■ **Extrait choisi**:
--------------------------------------------------

4. LA GRÈVE EN QUESTION OU QUI A LE POUVOIR D’« ARRÊTER »

On pourrait dire que le frein à main sur le monde qu’a déclenché la pandémie ressemble à une fausse « grève ». Après l’énorme grève féministe internationale en Amérique latine (bien qu’en Italie elle n’ait pas pu avoir lieu à cause du coronavirus et qu’en Espagne les féministes aient été accusées de l’avoir faite), ce « retournement » de la grève, de l’arrêt au niveau mondial, est toujours frappant. Et pourtant, la pandémie ne cesse d’être remplie, en son sein, d’appels à la grève : des loyers, des travailleurs d’Amazon, des métallurgistes en Italie, des travailleur.se.s de la santé, des étudiant.e.s.
Comme l’ont déclaré les féministes de la Coordinadora 8M au Chili, il faut une grève des tâches qui ne sont pas essentielles pour la reproduction de la vie. Sans doute, la grève à l’époque du coronavirus est-elle un élément de discussion. D’une part, comme nous l’avons déjà dit, dans cet « arrêt » du monde, les emplois féminisés – ceux que nous rendons visibles avec la grève féministe – sont les seuls qui ne peuvent pas s’arrêter. Et cela est plus clair aujourd’hui que jamais. D’autre part, il y a une exigence de grève des revenus : loyers, hypothèques, services de base, intérêts sur les dettes. Face à des tâches essentielles, ce sont les revenus financiers et immobiliers qui doivent cesser d’être valorisés et ne plus être soutenus par des promesses d’austérité future.

--------------------------------------------------

■ **Enregistrements fournis**:
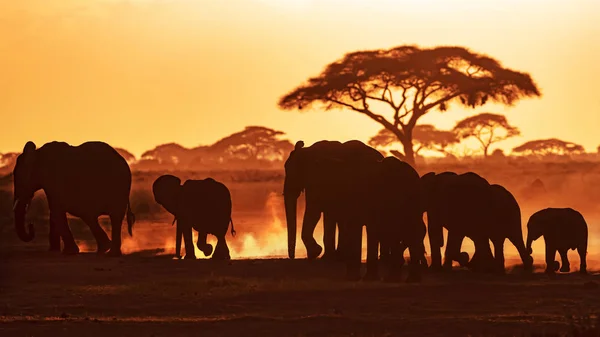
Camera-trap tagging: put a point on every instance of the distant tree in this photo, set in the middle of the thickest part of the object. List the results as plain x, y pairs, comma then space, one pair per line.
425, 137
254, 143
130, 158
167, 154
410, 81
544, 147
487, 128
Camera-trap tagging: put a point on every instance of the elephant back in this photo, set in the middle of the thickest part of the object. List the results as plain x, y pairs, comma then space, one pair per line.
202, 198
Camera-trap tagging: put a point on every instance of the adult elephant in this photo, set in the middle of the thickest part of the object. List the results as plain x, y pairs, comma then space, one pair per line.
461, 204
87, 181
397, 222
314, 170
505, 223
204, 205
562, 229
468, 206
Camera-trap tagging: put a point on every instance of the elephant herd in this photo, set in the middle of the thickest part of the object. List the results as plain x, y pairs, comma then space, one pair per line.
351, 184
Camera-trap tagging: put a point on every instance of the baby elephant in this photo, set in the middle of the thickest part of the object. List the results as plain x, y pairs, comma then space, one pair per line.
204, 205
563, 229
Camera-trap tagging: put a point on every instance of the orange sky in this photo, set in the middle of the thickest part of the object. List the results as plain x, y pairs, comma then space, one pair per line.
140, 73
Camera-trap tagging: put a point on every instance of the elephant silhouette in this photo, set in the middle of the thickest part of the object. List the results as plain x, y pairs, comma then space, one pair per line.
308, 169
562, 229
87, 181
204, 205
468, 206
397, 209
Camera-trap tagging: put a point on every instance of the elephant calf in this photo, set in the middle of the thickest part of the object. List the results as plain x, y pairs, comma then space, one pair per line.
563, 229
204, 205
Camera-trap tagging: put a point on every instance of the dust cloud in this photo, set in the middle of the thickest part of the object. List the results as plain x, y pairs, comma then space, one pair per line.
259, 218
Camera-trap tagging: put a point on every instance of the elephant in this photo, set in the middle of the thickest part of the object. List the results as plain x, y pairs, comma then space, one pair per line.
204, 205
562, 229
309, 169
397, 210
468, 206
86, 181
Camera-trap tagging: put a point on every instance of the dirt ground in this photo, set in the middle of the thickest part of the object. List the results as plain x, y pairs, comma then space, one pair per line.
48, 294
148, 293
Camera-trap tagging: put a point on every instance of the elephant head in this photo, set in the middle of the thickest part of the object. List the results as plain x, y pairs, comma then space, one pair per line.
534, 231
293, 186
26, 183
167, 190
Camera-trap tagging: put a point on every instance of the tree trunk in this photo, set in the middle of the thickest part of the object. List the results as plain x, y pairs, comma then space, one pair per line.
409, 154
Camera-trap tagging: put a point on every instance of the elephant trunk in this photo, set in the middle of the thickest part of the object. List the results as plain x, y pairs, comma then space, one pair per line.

--------------------------------------------------

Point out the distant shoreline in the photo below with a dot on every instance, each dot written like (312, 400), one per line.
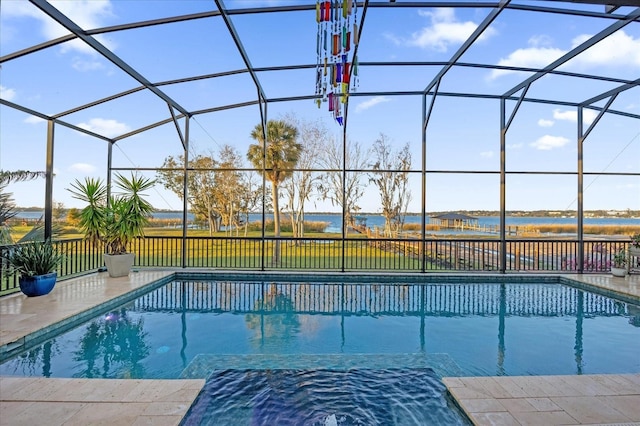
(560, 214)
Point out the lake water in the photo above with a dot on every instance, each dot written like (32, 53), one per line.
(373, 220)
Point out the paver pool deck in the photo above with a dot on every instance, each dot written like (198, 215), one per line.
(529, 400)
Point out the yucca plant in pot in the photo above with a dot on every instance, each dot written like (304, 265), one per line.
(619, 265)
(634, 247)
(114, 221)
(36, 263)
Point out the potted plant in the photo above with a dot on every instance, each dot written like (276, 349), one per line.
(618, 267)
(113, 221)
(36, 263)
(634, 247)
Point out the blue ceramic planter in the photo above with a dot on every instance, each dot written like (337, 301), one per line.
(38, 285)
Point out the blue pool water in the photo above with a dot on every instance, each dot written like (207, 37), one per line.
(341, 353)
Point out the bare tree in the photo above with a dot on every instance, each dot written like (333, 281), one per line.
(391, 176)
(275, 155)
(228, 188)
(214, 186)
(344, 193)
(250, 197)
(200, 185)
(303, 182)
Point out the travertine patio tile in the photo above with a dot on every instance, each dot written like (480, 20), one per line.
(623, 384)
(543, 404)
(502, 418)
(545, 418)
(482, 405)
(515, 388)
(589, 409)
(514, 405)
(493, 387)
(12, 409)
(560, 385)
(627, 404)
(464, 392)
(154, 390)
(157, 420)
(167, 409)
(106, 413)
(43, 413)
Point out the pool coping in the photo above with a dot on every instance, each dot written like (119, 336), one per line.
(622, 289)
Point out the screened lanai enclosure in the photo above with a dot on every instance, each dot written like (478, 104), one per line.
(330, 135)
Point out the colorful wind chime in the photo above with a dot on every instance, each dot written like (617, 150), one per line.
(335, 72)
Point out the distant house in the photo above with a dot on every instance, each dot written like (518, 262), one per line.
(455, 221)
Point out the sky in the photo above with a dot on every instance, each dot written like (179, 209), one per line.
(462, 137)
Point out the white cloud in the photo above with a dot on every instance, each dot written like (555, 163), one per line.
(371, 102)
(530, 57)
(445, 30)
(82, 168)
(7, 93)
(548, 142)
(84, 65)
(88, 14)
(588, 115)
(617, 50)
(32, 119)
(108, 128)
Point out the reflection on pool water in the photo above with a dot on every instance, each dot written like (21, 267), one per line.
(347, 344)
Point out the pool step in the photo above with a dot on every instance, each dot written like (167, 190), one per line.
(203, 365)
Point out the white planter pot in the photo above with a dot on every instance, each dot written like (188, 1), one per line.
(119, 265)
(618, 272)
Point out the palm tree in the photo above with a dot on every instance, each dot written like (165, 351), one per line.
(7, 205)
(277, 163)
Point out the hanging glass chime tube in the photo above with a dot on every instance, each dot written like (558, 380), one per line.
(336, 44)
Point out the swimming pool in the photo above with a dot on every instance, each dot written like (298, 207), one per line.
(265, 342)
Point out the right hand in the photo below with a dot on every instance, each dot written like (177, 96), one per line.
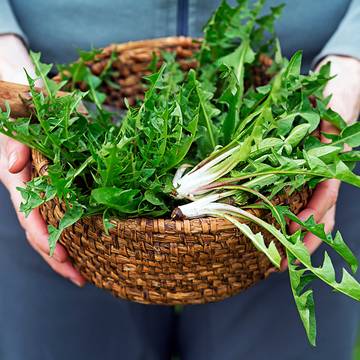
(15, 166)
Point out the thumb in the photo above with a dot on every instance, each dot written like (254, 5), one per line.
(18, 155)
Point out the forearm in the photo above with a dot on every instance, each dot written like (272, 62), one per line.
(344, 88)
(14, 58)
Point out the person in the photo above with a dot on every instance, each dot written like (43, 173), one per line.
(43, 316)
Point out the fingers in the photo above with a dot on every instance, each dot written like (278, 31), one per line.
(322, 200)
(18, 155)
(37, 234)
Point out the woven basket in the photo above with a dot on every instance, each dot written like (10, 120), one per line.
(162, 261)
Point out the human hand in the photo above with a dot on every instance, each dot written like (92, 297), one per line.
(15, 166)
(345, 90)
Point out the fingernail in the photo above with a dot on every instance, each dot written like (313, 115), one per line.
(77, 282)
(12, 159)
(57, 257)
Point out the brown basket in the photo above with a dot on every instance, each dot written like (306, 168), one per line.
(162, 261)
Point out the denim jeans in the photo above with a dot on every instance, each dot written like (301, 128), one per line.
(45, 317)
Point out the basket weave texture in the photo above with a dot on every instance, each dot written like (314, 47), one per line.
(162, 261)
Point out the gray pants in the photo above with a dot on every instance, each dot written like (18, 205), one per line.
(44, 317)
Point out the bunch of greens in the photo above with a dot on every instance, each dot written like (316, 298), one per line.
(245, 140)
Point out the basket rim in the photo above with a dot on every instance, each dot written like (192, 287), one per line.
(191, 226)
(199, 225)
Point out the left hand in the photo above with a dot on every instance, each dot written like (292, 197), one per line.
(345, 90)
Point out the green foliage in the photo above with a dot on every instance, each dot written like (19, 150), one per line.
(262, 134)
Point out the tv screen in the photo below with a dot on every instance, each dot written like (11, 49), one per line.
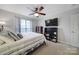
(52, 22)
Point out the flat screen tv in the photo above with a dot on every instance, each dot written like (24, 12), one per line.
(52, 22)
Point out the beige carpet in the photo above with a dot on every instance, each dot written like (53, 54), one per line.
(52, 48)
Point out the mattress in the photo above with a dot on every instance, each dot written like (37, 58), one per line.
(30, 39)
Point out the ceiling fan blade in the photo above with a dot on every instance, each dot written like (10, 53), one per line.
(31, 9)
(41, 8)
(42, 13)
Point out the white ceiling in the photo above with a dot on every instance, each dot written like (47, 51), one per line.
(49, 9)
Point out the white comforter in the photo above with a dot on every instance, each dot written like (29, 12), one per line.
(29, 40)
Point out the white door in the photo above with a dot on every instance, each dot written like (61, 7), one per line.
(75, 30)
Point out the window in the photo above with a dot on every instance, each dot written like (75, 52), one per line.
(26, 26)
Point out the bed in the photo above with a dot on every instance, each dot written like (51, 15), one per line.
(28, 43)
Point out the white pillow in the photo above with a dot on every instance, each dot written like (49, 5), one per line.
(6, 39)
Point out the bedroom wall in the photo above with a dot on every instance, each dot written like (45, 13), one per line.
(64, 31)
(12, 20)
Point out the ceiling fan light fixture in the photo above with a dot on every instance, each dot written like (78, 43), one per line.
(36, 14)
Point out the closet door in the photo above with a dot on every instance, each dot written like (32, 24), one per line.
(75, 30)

--------------------------------------------------

■ **Consignes à suivre**:
A. Répondez à ces questions sur le texte consacré à la grève pendant la pandémie :
(i) Pour quelle raison la grève féministe internationale n'a-t-elle pas pu avoir lieu en Italie ?
(ii) Quel collectif chilien le texte cite-t-il ?
(iii) Quels revenus le texte énumère-t-il dans l'exigence d'une grève des revenus ?
B. Rédigez la suite du texte sur la grève à l'époque du coronavirus, en commençant juste après sa dernière phrase.
Les enregistrements forment un ensemble à part, indépendant du texte.

■ **Réponses par point**:
A.
(i) À cause du coronavirus.
(ii) La Coordinadora 8M.
(iii) Les loyers, les hypothèques, les services de base et les intérêts sur les dettes.

B.
Le champ de bataille du capital contre la vie se joue aujourd’hui sur les emplois déclarés comme essentiels et rémunérés selon ce critère, ce qui implique une réorganisation globale du travail. Le champ de bataille du capital contre la vie se joue aujourd’hui sur notre capacité collective à suspendre l’extraction de revenus (financiers, immobiliers, des transnationales de l’agro-industrie et celles responsables de l’effondrement écologique) et à modifier les structures fiscales. Ce champ de bataille n’est pas abstrait. Il est constitué de chaque lutte dans la crise, de chaque initiative concrète. Le défi consiste à relier les demandes qui émanent de divers territoires et à les transformer en un horizon futur ici et maintenant.